→ PERINTAH TUGAS A
Ringkaslah paragraf yang diawali "Maka, wajib hukumnya" dalam teks tentang tolong-menolong di bawah ini menjadi daftar poin yang tetap memuat fakta-fakta utamanya.

→ DOKUMEN
<<<<
Allah ‘Azza wa Jalla berfirman,

وَتَعَاوَنُوا عَلَى الْبِرِّ وَالتَّقْوَىٰ ۖ وَلَا تَعَاوَنُوا عَلَى الْإِثْمِ وَالْعُدْوَانِ ۚ وَاتَّقُوا اللَّهَ ۖ إِنَّ اللَّهَ شَدِيدُ الْعِقَابِ

Dan tolong menolonglah kalian dalam (mengerjakan) kebajikan dan takwa, dan jangan tolong menolong dalam berbuat dosa dan permusuhan. Bertakwalah kepada Allah. Sungguh, Allah sangat berat siksa-Nya. (Qs. Al-Maidah : 2)

Makna ayat ini adalah, dan tolong menolonglah sesama kalian (wahai orang-orang yang beriman) dalam melakukan kebaikan dan takwa kepada Allah, dan janganlah kalian tolong menolong dalam hal yang didalamnya terdapat unsur dosa, kemaksiatan dan tindakan melampaui batas-batas yang telah ditentukan Allah. Dan waspadalah kalian dari tindakan menyelisihi perintah Allah, karena sesungguhnya Allah sangat berat siksa-Nya. (At-Tafsir al-Muyassar, 2/176)

Dalam ayat ini, Allah ‘Azza wa Jalla memerintahkan hamba-hamba-Nya yang beriman untuk saling tolong-menolong dalam melakukan kebaikan-kebaikan, itulah al-Birr dan meninggalkan kemungkaran-kemungkaran, itulah takwa, dan Allah ‘Azza wa Jalla melarang mereka (hamba-hambaNya yang beriman) dari tindakan saling tolong menolong dalam hal kebatilan dan dalam perkara yang mengandung unsur dosa dan perkara yang diharamkan. (Tafsir al- Qur’an al-Azim, Ibnu Katsir, 2/13)

Hukum & Asas Tolong Menolong

Maka, wajib hukumnya bagi orang-orang yang beriman kepada-Nya untuk saling tolong menolong di antara sesama mereka dalam kebaikan dan haram hukumnya bagi mereka untuk melakukan tolong menolong dalam keburukan. Inilah asas tolong menolong dalam syariat Islam, bahwa hal tersebut dibangun di atas landasan kebaikan dan takwa, karena landasan inilah yang akan mengantarkan kepada kemaslahatan dan kebaikan di dunia bahkan di akhirat. Sebaliknya, bila mana tolong menolong itu dibangun di atas landasan keburukan niscaya kerusakanlah yang bakal terjadi. Oleh karena itulah, maka syariat Islam melarangnya.
>>>>
→ CATATAN YANG DISEDIAKAN
<<<<
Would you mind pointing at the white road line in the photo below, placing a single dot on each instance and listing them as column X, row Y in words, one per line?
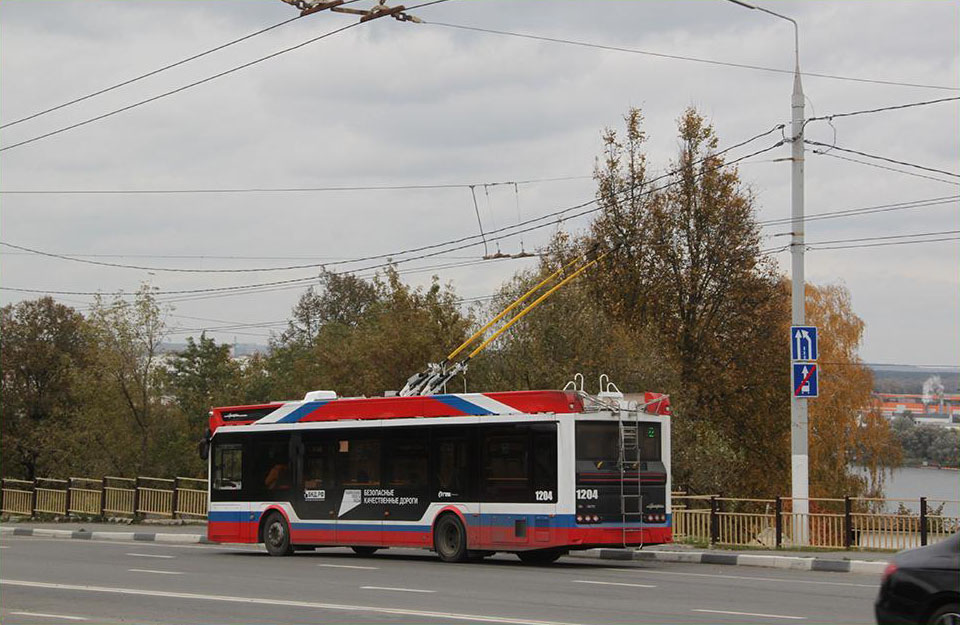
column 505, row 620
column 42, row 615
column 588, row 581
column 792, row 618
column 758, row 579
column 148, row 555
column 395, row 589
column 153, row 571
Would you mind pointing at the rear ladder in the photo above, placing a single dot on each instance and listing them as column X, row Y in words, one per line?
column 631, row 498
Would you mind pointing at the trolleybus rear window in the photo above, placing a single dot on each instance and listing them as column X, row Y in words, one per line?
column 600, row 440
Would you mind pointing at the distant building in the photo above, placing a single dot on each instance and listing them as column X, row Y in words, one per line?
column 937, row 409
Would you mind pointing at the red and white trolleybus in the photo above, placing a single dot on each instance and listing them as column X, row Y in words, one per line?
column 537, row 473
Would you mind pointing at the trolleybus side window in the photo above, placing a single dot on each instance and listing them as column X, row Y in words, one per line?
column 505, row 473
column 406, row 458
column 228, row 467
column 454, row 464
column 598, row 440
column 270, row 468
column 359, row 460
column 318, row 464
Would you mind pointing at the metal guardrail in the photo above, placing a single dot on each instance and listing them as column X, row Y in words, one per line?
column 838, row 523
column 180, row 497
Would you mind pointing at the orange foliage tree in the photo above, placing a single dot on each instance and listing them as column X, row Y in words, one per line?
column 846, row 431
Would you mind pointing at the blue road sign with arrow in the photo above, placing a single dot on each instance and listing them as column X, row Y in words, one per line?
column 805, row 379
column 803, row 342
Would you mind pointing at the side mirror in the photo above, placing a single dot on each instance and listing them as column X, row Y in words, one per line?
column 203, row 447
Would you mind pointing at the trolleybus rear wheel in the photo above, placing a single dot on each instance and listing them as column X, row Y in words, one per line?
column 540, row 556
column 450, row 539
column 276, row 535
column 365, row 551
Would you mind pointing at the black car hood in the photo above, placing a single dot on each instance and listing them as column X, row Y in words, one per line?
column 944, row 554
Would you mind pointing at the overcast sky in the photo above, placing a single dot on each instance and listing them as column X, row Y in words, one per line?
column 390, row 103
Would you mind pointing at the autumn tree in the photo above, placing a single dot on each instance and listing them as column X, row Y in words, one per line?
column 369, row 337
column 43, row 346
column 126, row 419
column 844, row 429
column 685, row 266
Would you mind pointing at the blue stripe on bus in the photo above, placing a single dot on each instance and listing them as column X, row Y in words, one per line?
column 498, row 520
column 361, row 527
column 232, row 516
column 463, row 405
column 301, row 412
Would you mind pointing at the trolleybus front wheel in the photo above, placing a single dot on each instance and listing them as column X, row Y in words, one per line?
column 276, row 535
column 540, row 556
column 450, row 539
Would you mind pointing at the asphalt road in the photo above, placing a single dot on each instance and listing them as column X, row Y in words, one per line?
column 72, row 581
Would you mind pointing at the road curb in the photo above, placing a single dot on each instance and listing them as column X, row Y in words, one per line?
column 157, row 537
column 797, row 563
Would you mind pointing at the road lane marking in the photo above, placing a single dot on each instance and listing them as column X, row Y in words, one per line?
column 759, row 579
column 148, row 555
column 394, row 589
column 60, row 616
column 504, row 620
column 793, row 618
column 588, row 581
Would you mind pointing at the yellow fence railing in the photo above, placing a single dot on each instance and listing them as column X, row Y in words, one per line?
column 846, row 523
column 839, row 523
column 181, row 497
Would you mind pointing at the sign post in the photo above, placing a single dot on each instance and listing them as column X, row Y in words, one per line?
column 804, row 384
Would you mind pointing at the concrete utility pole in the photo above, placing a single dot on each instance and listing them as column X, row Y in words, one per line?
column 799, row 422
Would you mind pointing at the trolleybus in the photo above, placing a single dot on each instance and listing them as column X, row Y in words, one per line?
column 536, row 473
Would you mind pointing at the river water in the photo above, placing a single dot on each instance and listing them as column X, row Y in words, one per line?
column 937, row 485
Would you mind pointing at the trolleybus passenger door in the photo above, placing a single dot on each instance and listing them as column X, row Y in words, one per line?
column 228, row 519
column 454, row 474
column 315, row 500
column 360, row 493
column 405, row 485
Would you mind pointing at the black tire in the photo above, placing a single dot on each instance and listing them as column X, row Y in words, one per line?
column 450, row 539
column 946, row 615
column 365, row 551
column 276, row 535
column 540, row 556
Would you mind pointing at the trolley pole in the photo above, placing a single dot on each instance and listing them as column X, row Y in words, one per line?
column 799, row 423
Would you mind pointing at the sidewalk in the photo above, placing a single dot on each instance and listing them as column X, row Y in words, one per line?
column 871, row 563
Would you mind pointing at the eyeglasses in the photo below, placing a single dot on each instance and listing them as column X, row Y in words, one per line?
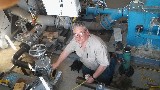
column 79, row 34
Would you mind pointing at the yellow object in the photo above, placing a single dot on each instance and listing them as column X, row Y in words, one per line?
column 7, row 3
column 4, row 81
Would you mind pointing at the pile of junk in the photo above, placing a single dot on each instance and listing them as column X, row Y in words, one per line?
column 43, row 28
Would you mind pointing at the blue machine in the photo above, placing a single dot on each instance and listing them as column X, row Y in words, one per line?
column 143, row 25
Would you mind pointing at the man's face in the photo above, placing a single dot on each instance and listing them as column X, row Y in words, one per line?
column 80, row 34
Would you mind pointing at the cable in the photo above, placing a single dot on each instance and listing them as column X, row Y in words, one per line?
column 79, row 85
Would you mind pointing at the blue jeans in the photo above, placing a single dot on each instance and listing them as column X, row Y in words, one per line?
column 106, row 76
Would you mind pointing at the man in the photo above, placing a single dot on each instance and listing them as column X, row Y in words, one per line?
>>>>
→ PERINTAH TUGAS B
Perbarui catatan mulai dari baris yang memuat "Would you mind pointing at the trolleybus front" sampai dengan baris yang memuat "column 72, row 581" dengan mengganti "asphalt road" menjadi "paved road" tanpa mengubah bagian lain. Tuliskan kembali hanya baris-baris tersebut.

→ JAWABAN BENAR A
- Orang beriman wajib saling tolong-menolong dalam kebaikan dan haram tolong-menolong dalam keburukan.
- Itulah asas tolong-menolong dalam syariat Islam: dibangun di atas landasan kebaikan dan takwa.
- Landasan tersebut mengantarkan kepada kemaslahatan dan kebaikan di dunia, bahkan di akhirat.
- Tolong-menolong yang dibangun di atas keburukan niscaya menimbulkan kerusakan, karena itu syariat Islam melarangnya.

→ JAWABAN BENAR B
Would you mind pointing at the trolleybus front wheel in the photo above, placing a single dot on each instance and listing them as column X, row Y in words, one per line?
column 276, row 535
column 540, row 556
column 450, row 539
Would you mind pointing at the paved road in the photo above, placing a single dot on each instance and listing them as column X, row Y in words, one per line?
column 72, row 581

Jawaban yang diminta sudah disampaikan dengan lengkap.